元の文章:
私の場合、プロンプトを都度変えるのが面倒なので、Dynamic Promptsのワイルドカードを利用して調べるようにしています。
Dynamic Promptsの使い方については、今回は割愛させて頂きます。
では、今回のモデルをDynamic Promptsを利用して出力してみます!
大分いい感じになりましたね!
では、このモデルの推奨設定を調べていきましょう。
Mind4 : 推奨設定を調べる
ここからは、通常のX/Y/Z Plotで生成して、推奨設定を調べていきます。
調べる順序は好みがあると思いますが、私は以下の順序で調べてます。
Sampler
VAE
Hires Upscaler
CFG Scale
Denoising Strength
Step
Hires Step
Clip Skip
Hires Upscale
これと言った理由はありません…
ただ、いつも使ってる設定から、どの程度変化が生まれるかが比較しやすいので、最初は視覚的に影響があるものを行っていき、後半は前半の包括的な変化となりえるもの(例えば、サイズだったり、Samplerの収束だったり)を調べるようにしてます。

課題 1: 下のリストから、文字列「wine」を含む行をすべて報告してください。大文字と小文字は区別します。
上の推奨設定の調べ方についての文章と下のリストは、それぞれ別の出典から取られています。

データ:
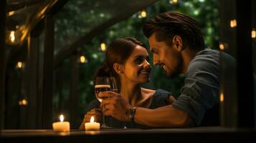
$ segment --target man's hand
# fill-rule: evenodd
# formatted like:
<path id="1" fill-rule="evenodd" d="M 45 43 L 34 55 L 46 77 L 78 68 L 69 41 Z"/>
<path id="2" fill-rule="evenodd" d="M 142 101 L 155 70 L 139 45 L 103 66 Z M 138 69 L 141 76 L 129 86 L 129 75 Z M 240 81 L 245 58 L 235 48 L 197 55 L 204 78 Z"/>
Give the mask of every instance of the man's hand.
<path id="1" fill-rule="evenodd" d="M 100 124 L 103 122 L 103 112 L 100 109 L 93 109 L 90 112 L 87 112 L 85 115 L 82 123 L 80 127 L 80 129 L 85 129 L 85 123 L 90 122 L 90 118 L 94 117 L 94 121 L 95 122 L 99 122 Z"/>
<path id="2" fill-rule="evenodd" d="M 125 99 L 113 92 L 100 92 L 99 97 L 105 97 L 100 104 L 104 115 L 111 116 L 122 122 L 130 122 L 126 112 L 132 107 Z"/>

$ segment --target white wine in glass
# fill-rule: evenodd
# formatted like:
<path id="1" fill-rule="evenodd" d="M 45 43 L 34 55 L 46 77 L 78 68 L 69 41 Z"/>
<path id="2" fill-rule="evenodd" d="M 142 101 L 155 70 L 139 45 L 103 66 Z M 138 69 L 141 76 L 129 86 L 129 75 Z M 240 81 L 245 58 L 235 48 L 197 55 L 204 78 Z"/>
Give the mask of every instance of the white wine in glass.
<path id="1" fill-rule="evenodd" d="M 99 102 L 102 102 L 103 98 L 100 97 L 98 95 L 100 92 L 110 90 L 109 78 L 108 77 L 96 77 L 94 89 L 95 89 L 96 98 L 99 100 Z M 103 115 L 103 124 L 101 125 L 101 128 L 109 128 L 109 127 L 107 127 L 105 124 L 105 116 Z"/>

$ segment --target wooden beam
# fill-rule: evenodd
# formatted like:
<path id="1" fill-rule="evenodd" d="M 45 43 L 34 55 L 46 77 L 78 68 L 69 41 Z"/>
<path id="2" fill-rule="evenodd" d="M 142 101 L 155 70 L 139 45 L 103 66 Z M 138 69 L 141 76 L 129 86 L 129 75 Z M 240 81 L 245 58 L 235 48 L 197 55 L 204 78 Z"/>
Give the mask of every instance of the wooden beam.
<path id="1" fill-rule="evenodd" d="M 73 127 L 79 128 L 80 120 L 79 116 L 79 56 L 77 54 L 71 56 L 71 78 L 70 78 L 70 117 Z"/>
<path id="2" fill-rule="evenodd" d="M 27 129 L 36 129 L 37 118 L 37 97 L 38 97 L 38 65 L 39 65 L 39 36 L 34 33 L 37 33 L 34 29 L 29 35 L 27 40 L 27 74 L 28 92 L 27 92 Z"/>
<path id="3" fill-rule="evenodd" d="M 252 0 L 237 0 L 237 60 L 238 126 L 254 127 L 255 114 L 253 93 L 252 49 Z"/>
<path id="4" fill-rule="evenodd" d="M 105 29 L 110 27 L 113 24 L 127 19 L 128 17 L 132 16 L 134 13 L 145 9 L 156 1 L 157 1 L 157 0 L 139 1 L 138 1 L 138 4 L 134 4 L 134 6 L 131 7 L 124 7 L 123 11 L 119 11 L 119 14 L 117 14 L 116 16 L 113 17 L 97 26 L 71 45 L 63 48 L 64 49 L 57 53 L 54 57 L 54 67 L 61 64 L 65 59 L 72 55 L 77 48 L 91 40 L 93 37 L 104 32 Z"/>
<path id="5" fill-rule="evenodd" d="M 236 58 L 236 66 L 229 68 L 229 61 L 221 56 L 222 126 L 252 128 L 255 126 L 252 49 L 252 0 L 236 0 L 232 3 L 220 1 L 221 42 L 224 51 Z M 231 27 L 230 21 L 236 20 Z"/>
<path id="6" fill-rule="evenodd" d="M 0 134 L 4 126 L 6 0 L 0 1 Z"/>
<path id="7" fill-rule="evenodd" d="M 43 73 L 43 127 L 52 129 L 53 97 L 53 56 L 54 19 L 52 15 L 45 17 L 44 53 Z"/>
<path id="8" fill-rule="evenodd" d="M 236 29 L 230 27 L 230 20 L 236 19 L 235 2 L 221 0 L 219 3 L 220 15 L 220 44 L 224 45 L 224 51 L 237 55 Z M 227 9 L 228 8 L 228 9 Z M 220 55 L 220 123 L 224 127 L 237 127 L 237 72 L 234 64 Z"/>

課題 2: 上の推奨設定の調べ方についての文章を、最後の文のあとから引き継いで書き進めてください。

結果 1:
$ segment --target white wine in glass
Give the mask of every instance of the white wine in glass.

結果 2:
以下は、推奨設定を調べてる作業例です。
VAE
Sampler
おわりに
今回は、とーふ流のモデルマージ時のマインドをご紹介しました!
実際の作業内容だったり考え方は、あまり公開してる方がいないので、どんな感じで考えているのか、どうやっているのかというところが参考になればいいなーって思います!
私のやり方が一番いい方法という訳ではありませんが、皆さんのモデルマージの一助になれば嬉しいです。
これを機に、皆さんもモデルマージやりませんか?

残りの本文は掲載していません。